- _Requirement_
Working from the line that contains "the blue rope." down to the last line below, repeat each line exactly.

begin Extracted entries

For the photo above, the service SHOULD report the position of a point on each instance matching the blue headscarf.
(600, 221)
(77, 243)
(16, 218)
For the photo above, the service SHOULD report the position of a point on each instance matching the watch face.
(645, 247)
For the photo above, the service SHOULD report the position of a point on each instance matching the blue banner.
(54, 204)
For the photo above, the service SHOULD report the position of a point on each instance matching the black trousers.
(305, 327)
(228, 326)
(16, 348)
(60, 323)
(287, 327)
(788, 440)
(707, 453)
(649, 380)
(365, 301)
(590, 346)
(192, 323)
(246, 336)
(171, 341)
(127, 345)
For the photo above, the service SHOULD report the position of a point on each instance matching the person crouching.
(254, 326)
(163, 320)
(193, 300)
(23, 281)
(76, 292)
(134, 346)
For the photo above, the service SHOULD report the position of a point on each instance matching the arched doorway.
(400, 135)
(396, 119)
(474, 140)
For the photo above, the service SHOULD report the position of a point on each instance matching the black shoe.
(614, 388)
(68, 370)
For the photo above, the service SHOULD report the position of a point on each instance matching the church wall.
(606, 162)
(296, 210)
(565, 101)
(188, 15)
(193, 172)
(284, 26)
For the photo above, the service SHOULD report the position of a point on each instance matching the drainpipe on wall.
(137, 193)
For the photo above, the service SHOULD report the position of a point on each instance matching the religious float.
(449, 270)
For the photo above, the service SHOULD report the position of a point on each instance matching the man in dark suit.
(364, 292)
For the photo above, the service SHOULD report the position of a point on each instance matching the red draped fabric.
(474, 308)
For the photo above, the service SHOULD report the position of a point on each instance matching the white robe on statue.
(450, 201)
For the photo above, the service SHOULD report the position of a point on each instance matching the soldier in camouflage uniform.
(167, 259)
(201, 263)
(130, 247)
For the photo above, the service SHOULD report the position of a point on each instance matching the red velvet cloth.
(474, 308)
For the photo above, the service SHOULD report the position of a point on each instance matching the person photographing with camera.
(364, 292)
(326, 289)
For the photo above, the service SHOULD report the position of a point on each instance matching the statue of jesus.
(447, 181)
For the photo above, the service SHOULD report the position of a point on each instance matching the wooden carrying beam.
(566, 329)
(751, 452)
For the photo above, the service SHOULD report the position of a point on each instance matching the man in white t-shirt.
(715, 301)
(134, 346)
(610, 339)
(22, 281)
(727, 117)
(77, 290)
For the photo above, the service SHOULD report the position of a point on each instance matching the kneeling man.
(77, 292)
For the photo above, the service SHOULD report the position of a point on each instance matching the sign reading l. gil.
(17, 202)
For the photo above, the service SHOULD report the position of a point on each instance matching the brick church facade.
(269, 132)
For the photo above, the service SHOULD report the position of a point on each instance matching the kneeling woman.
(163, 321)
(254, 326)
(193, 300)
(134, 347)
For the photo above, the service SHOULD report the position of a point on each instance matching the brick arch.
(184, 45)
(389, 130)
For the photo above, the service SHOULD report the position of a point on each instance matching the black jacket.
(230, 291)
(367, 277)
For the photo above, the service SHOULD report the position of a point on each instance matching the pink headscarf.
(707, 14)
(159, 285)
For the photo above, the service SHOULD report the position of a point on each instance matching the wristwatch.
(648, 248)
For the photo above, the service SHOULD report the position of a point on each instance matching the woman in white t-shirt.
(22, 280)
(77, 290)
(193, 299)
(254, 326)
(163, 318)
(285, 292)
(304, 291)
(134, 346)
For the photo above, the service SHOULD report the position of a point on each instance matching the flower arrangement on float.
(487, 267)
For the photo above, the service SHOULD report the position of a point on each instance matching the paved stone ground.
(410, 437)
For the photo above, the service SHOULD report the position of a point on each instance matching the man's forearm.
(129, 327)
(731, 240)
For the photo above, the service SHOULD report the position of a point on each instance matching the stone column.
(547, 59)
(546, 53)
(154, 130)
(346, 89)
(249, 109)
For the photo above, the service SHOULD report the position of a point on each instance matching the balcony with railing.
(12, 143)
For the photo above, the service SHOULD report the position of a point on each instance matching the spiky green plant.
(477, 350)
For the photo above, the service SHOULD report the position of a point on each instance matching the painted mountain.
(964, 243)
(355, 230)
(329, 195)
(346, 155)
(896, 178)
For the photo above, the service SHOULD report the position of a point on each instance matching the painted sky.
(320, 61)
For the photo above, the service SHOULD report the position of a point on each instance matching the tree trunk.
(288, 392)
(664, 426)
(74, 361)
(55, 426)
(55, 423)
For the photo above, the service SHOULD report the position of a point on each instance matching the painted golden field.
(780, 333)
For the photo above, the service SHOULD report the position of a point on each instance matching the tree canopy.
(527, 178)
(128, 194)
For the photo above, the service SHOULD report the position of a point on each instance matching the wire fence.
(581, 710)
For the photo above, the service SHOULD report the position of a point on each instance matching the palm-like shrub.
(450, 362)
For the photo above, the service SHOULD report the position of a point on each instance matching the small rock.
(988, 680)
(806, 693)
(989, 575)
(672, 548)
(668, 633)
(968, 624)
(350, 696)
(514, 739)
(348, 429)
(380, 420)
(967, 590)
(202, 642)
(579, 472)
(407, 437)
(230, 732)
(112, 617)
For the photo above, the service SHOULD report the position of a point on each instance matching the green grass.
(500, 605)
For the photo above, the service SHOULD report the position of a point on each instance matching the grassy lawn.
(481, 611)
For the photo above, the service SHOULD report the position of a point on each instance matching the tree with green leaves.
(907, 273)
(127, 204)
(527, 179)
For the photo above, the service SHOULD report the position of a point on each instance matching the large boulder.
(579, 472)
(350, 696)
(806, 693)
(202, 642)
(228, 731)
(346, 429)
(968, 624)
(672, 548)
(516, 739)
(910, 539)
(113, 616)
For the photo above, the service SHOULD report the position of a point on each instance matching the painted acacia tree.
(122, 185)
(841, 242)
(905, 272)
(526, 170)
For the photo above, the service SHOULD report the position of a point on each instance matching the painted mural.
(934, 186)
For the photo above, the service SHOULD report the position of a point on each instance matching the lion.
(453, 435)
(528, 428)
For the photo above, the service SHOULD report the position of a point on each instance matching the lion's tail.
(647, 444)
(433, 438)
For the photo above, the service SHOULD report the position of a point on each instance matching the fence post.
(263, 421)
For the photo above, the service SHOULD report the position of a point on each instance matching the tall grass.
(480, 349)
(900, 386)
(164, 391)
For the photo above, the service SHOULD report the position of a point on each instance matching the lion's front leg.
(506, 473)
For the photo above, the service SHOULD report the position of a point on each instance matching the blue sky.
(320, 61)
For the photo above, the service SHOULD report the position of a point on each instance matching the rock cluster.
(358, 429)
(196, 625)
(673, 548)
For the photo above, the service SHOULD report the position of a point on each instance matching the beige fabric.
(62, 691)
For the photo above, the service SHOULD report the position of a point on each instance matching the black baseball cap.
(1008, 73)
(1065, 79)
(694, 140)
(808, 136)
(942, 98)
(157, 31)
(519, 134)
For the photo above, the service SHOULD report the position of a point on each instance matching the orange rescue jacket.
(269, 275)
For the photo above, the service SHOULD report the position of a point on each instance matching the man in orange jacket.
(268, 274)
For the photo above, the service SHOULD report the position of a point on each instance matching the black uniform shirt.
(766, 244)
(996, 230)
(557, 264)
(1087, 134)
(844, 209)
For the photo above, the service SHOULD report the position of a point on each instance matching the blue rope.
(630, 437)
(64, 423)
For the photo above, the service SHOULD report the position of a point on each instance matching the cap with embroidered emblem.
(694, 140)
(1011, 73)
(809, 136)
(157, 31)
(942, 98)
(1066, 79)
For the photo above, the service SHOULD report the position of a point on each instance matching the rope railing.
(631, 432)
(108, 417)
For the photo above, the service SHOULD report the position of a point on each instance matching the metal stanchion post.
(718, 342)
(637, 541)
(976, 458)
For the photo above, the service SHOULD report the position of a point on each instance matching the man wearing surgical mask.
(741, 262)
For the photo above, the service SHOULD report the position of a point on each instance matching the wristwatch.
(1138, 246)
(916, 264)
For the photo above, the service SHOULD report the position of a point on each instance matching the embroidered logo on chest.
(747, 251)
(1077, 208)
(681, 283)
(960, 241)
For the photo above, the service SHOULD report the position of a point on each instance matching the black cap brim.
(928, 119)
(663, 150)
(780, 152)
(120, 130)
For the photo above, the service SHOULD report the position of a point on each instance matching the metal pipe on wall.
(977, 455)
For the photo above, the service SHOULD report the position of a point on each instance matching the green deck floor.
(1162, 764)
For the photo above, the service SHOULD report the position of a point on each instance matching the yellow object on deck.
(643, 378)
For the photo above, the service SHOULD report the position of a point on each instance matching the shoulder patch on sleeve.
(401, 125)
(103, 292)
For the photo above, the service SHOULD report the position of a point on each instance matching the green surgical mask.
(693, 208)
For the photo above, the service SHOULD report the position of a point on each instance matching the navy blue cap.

end Extracted entries

- _Reply_
For the photo above, the service SHOULD report the position of a point on each instance matching the blue rope.
(630, 437)
(64, 423)
For the photo above, the service SHOULD report the position of a point on each instance matching the cap with embroidered emblem.
(694, 140)
(1011, 73)
(809, 136)
(157, 31)
(942, 98)
(1066, 79)
For the photo above, the service SHOULD report the position of a point on each instance matching the rope railing.
(631, 432)
(108, 417)
For the photo above, the service SHOULD report the position of a point on each instance matching the metal stanchion post.
(718, 342)
(637, 541)
(976, 458)
For the photo above, the service SHOULD report the position of a point on each instance matching the man wearing surgical mask.
(741, 262)
For the photo above, the service SHOULD report the position of a point on each instance matching the wristwatch.
(1138, 246)
(916, 264)
For the photo above, the service SHOULD report the position of a point on each instance matching the embroidered logo on chest.
(747, 251)
(1077, 208)
(681, 283)
(960, 241)
For the photo above, the service SHOULD report the position of a point on each instance matching the black cap brim.
(928, 119)
(663, 150)
(780, 152)
(120, 130)
For the photo above, the service SHOULD report the position of a point on each instance matching the metal pipe on wall.
(977, 455)
For the photo above, the service SHOULD report the position of a point on each instance matching the green deck floor.
(1162, 764)
For the photo above, the service SHOULD report the position of a point on each instance matching the yellow object on deck.
(643, 378)
For the photo above, the service SHOULD report the position of a point on each instance matching the shoulder patch on sleeve.
(401, 125)
(103, 292)
For the photo above, the service SHOULD report the position of a point on each instance matching the green surgical mask.
(693, 208)
For the photo above, the service SHOULD report the position of a point on each instance matching the navy blue cap.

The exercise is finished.